**Problem statement**
Give the entries again exactly, every one of them.

**Data entries**

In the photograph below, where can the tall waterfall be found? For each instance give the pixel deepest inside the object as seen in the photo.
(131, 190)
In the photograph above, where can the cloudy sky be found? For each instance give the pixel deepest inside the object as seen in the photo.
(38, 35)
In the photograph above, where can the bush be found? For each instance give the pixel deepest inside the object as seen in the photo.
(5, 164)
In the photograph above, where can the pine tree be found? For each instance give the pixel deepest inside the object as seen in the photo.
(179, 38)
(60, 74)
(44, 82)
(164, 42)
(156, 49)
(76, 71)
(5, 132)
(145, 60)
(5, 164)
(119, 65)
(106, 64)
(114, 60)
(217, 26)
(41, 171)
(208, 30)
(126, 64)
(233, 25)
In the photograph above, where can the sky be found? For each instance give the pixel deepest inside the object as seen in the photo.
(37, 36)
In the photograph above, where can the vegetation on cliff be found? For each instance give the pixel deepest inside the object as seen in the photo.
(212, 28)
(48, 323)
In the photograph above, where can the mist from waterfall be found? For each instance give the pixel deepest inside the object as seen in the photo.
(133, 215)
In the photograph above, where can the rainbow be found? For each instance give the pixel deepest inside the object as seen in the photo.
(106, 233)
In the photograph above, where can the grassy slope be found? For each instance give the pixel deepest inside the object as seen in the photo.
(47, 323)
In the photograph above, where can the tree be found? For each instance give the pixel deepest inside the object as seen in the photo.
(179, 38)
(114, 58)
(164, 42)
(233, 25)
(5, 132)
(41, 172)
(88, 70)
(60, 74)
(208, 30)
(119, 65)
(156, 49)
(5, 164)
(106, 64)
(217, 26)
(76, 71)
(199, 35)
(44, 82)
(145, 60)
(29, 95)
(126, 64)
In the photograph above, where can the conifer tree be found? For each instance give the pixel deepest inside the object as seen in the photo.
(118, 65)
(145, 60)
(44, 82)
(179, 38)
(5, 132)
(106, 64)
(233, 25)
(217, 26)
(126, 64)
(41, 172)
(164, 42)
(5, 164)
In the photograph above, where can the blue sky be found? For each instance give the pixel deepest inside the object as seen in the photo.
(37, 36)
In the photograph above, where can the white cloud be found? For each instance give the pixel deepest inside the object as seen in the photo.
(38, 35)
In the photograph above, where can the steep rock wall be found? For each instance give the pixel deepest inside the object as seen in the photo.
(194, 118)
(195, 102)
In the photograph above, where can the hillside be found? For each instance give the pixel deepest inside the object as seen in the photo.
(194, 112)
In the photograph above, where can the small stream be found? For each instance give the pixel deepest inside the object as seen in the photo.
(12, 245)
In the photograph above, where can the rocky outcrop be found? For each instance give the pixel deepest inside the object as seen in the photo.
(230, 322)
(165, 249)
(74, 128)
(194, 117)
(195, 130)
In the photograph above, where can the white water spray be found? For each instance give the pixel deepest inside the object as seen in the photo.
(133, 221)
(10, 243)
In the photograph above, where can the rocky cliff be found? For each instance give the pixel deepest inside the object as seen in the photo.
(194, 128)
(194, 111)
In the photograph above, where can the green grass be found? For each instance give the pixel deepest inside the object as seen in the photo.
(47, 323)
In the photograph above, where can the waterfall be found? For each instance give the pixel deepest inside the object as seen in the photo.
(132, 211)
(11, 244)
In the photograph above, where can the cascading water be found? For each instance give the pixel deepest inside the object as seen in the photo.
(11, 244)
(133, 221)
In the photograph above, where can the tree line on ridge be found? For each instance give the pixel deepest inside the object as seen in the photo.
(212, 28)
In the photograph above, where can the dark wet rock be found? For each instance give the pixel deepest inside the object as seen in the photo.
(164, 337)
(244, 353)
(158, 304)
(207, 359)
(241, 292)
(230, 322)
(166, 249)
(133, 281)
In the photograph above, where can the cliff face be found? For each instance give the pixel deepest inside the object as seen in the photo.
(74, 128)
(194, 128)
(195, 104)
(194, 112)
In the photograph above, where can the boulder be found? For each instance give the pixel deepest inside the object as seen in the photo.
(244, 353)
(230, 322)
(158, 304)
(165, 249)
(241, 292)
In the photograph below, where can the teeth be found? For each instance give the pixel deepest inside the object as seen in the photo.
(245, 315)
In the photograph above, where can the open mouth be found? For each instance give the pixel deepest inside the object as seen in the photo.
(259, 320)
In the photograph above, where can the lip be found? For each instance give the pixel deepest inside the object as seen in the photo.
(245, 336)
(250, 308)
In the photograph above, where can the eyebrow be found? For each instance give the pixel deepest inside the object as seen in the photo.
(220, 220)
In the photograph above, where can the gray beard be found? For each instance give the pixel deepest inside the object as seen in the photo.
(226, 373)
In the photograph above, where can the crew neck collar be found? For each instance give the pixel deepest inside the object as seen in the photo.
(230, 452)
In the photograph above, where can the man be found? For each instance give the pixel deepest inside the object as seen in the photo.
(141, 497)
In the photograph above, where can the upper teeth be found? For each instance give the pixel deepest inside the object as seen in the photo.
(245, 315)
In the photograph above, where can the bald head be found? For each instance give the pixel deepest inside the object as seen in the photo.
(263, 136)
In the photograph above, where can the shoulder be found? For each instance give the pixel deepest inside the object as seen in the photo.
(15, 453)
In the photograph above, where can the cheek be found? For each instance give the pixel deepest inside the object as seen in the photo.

**Solution below**
In the photograph below, where can the tall waterfall be found? For each instance give the pixel deepest inside the object as seen in the photo.
(131, 190)
In the photograph above, where can the cloudy sky be found? For each instance give the pixel deepest inside the object as seen in the photo.
(38, 35)
In the photograph above, where can the bush be found? For each instance give the pixel deepest inside the object as seen in the photo.
(5, 164)
In the photograph above, where can the pine tree be found? For each instance give the pixel deepest inside the object as seen in the photo.
(179, 38)
(60, 74)
(44, 82)
(164, 42)
(156, 49)
(76, 71)
(5, 132)
(145, 60)
(5, 164)
(119, 65)
(106, 64)
(114, 60)
(217, 26)
(41, 171)
(208, 30)
(126, 64)
(233, 25)
In the photograph above, where can the sky be found? For each instance give the pixel deepest inside the object as seen in the photo.
(37, 36)
In the photograph above, where can the vegetation on cliff be found? For each instance give the pixel deepest inside the object as seen in the photo.
(212, 28)
(48, 323)
In the photograph above, where can the mist from waterfall be found? For each instance give the pixel deepest inside the object as seen in the photo.
(133, 215)
In the photograph above, where can the rainbow be found? For each instance give the pixel deepest inside the object as seen in the photo.
(106, 233)
In the photograph above, where can the grassy slope be found? For each instance give the pixel deepest inside the object as seen in the photo.
(47, 323)
In the photograph above, where can the tree be found? For each instance give the pixel deepest inside the object as seen in the photo.
(179, 38)
(114, 58)
(164, 42)
(233, 25)
(5, 132)
(41, 172)
(88, 70)
(60, 74)
(208, 30)
(119, 65)
(156, 49)
(5, 164)
(106, 64)
(217, 26)
(76, 71)
(199, 35)
(44, 82)
(145, 60)
(29, 95)
(126, 64)
In the photograph above, where can the conifer tree be found? For each instance give the pixel deepest inside the object as seen in the photo.
(118, 65)
(145, 60)
(44, 82)
(179, 38)
(5, 132)
(106, 64)
(233, 25)
(217, 26)
(126, 64)
(41, 172)
(164, 42)
(5, 164)
In the photograph above, where can the blue sky be found? For each instance give the pixel deepest inside the object as seen in the photo.
(37, 36)
In the photograph above, where can the white cloud be found? For each instance give the pixel deepest inside the object as seen in the photo.
(38, 35)
In the photograph above, where can the steep rock wall be found? For each instance give the pixel deepest inside the object as seen in the photo.
(194, 118)
(195, 102)
In the photograph above, where can the hillside be found? For each instance give the pixel deepest inside the object as seen in the photo.
(194, 112)
In the photograph above, where can the small stream be found? For each instance give the pixel deepest inside the object as seen in the photo.
(12, 245)
In the photograph above, where can the rocky outcrop be found? For each instance give the pixel deepest inside the object as seen in the photo.
(230, 322)
(165, 249)
(74, 128)
(194, 117)
(195, 130)
In the photograph above, where can the white water spray be found? For each instance give the pixel deepest inside the object as seen in the photo.
(133, 221)
(10, 243)
In the photograph above, where can the rocky cliff be found? For each instance give the pixel deepest inside the object as seen in the photo.
(194, 128)
(194, 111)
In the photograph above, where can the green grass be found? For each instance give the pixel deepest inside the object as seen in the photo.
(47, 323)
In the photograph above, where can the waterfall be found? For each instance give the pixel deepest inside the object as seen in the photo.
(132, 211)
(11, 244)
In the photograph above, where can the cascading water be found? For each instance give the pixel deepest inside the object as seen in the photo.
(11, 244)
(133, 221)
In the photograph above, where can the tree line on ridge be found? For each instance give the pixel deepest inside the object as seen in the photo.
(212, 28)
In the photograph above, where can the dark wet rock be found? For each instance give the pixel deepest inside the object as seen in the photo.
(164, 337)
(244, 353)
(158, 304)
(207, 359)
(241, 292)
(230, 322)
(166, 249)
(133, 281)
In the photograph above, where can the cliff face be found? For each instance give the pixel deepest inside the object as seen in the photo.
(74, 128)
(194, 128)
(195, 104)
(194, 112)
In the photograph above, where can the boulder be found? For each instance give the pixel deepest inside the object as seen in the photo.
(244, 353)
(230, 322)
(158, 304)
(165, 249)
(241, 292)
In the photograph below, where can the teeth be found? For each instance give the pixel deepest inside the object as seen in the photo.
(245, 315)
In the photograph above, where can the open mouth be found? For each instance give the pixel deepest inside the object as seen in the photo.
(259, 320)
In the photograph above, where can the lip be found? For each instance give the pixel deepest inside the object as seen in the photo.
(245, 336)
(250, 308)
In the photograph above, where can the eyebrow be found? For each instance give the pixel deepest inside the object as seen in the photo.
(220, 220)
In the photograph above, where can the gray beard be found? For each instance give the pixel deepest inside the object as seen in the photo.
(226, 373)
In the photograph above, where can the crew neck collar be found? For each instance give the pixel deepest inside the object as seen in the photo.
(230, 452)
In the photograph above, where can the man be found? For each instance give the pixel deepest inside the object as seen in the photo.
(141, 497)
In the photograph above, where can the upper teeth be found? For each instance give the pixel deepest inside the object as seen in the photo.
(245, 315)
In the photograph above, where can the bald head be found? For each instance give the pixel deepest inside the object as seen in the photo.
(263, 136)
In the photograph above, where can the shoulder be found? For each instance give the pixel deepest inside the object as seen in the photo.
(15, 453)
In the photograph above, where can the cheek be found? For each instance give the pixel deepest inside the object as seen in the photo.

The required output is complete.